**Requirement**
Update the records below by replacing every occurrence of "innermost point" with "central point", keeping all other text unchanged. Leave the pictures out of your output.
:::
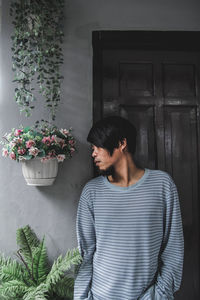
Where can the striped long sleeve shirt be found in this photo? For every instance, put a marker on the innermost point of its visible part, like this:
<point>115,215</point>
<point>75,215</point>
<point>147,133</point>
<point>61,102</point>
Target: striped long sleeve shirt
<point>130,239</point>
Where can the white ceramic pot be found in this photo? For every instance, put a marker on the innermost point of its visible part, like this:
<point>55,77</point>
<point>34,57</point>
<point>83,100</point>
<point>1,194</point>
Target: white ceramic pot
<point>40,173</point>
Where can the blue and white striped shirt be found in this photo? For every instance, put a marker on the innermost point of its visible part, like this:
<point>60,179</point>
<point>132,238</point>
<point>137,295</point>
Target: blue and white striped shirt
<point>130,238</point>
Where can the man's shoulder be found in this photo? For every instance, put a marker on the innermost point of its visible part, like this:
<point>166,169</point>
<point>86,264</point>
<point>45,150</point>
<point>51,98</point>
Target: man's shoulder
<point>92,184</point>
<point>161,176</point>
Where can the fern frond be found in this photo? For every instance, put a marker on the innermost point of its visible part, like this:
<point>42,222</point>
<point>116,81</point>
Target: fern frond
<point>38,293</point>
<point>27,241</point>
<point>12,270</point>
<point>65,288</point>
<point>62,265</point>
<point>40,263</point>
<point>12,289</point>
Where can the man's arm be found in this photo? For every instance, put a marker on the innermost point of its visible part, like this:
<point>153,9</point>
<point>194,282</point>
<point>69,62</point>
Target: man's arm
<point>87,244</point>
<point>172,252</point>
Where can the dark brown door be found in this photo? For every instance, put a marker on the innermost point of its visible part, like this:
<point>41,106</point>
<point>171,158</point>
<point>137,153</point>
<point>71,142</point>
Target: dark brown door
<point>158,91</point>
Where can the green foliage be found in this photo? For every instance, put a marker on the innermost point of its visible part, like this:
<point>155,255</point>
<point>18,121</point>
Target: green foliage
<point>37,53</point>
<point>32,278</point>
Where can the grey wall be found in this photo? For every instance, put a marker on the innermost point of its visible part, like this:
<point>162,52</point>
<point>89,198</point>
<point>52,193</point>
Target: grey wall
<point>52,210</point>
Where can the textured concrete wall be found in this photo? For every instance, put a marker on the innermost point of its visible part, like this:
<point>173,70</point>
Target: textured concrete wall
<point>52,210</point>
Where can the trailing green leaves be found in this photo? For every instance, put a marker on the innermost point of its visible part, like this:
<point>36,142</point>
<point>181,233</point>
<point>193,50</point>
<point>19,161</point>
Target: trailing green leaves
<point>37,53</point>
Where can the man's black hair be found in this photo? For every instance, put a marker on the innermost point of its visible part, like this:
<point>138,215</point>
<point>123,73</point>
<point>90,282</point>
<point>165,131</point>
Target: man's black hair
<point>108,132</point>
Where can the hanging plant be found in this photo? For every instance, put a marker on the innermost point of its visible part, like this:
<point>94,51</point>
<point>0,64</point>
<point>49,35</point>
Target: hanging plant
:::
**Finished task**
Where can the striped long sleeve shirt be found in this photo? For every instance, put a marker on the central point of its visible part, like this:
<point>115,215</point>
<point>75,215</point>
<point>147,133</point>
<point>61,102</point>
Target: striped long sleeve shirt
<point>130,239</point>
Where can the white ceramic pot be found in this photo? For every instance, put a marker on the central point of its visible part, like this:
<point>55,77</point>
<point>34,57</point>
<point>83,100</point>
<point>1,194</point>
Target: white ceramic pot
<point>40,173</point>
Where can the blue and white striped shirt be found in this photo? For every instance, put a marker on the central point of its visible part, like this:
<point>60,179</point>
<point>132,238</point>
<point>137,295</point>
Target: blue and white striped shirt
<point>130,238</point>
Where can the man's shoulder be found in this photo? For every instance, put a marker on the central point of its visible part, like this:
<point>166,169</point>
<point>86,264</point>
<point>45,150</point>
<point>51,98</point>
Target: man's shoulder
<point>92,184</point>
<point>161,176</point>
Where can the fern frond be found in this photo? For every instance, put a marker on the central point of its visible part, like this:
<point>42,222</point>
<point>116,81</point>
Target: fern frond
<point>38,293</point>
<point>27,241</point>
<point>12,270</point>
<point>65,288</point>
<point>62,265</point>
<point>40,263</point>
<point>12,289</point>
Where can the man's arm be found in this photo? For every instance, put a marker on the central point of its visible part, like this:
<point>153,9</point>
<point>194,282</point>
<point>69,62</point>
Target: man's arm
<point>87,244</point>
<point>172,252</point>
Where can the dark brown door be found in this photo? For every instance, put a marker on the central point of its visible part, like this:
<point>41,106</point>
<point>171,158</point>
<point>137,153</point>
<point>71,142</point>
Target: dark brown door
<point>158,91</point>
Where can the green foliage be found in this photo? For every instance, put a marker on the central point of its visible part, like this:
<point>155,255</point>
<point>18,121</point>
Target: green foliage
<point>37,53</point>
<point>32,278</point>
Where can the grey wall be found in this photo? For every instance, put a marker on the central point of its visible part, like this:
<point>162,52</point>
<point>89,198</point>
<point>52,193</point>
Target: grey wall
<point>52,210</point>
Where can the textured concrete wall be found in this photo? For every instance, put a marker on the central point of its visible part, like this:
<point>173,70</point>
Target: textured concrete wall
<point>52,210</point>
Where can the trailing green leaves be found in this photo? For every instance, put a marker on the central point of its visible part, like this:
<point>36,142</point>
<point>181,233</point>
<point>193,50</point>
<point>19,161</point>
Target: trailing green leaves
<point>37,53</point>
Where can the man's black hair be found in this photo? For every instance, put a marker on the central point of its visible part, like this:
<point>138,215</point>
<point>123,73</point>
<point>90,282</point>
<point>165,131</point>
Target: man's black hair
<point>108,132</point>
Where can the hanging plant be found in this photo? For every instance, put a marker on the central point of its visible part, like this:
<point>94,51</point>
<point>0,64</point>
<point>49,35</point>
Target: hanging plant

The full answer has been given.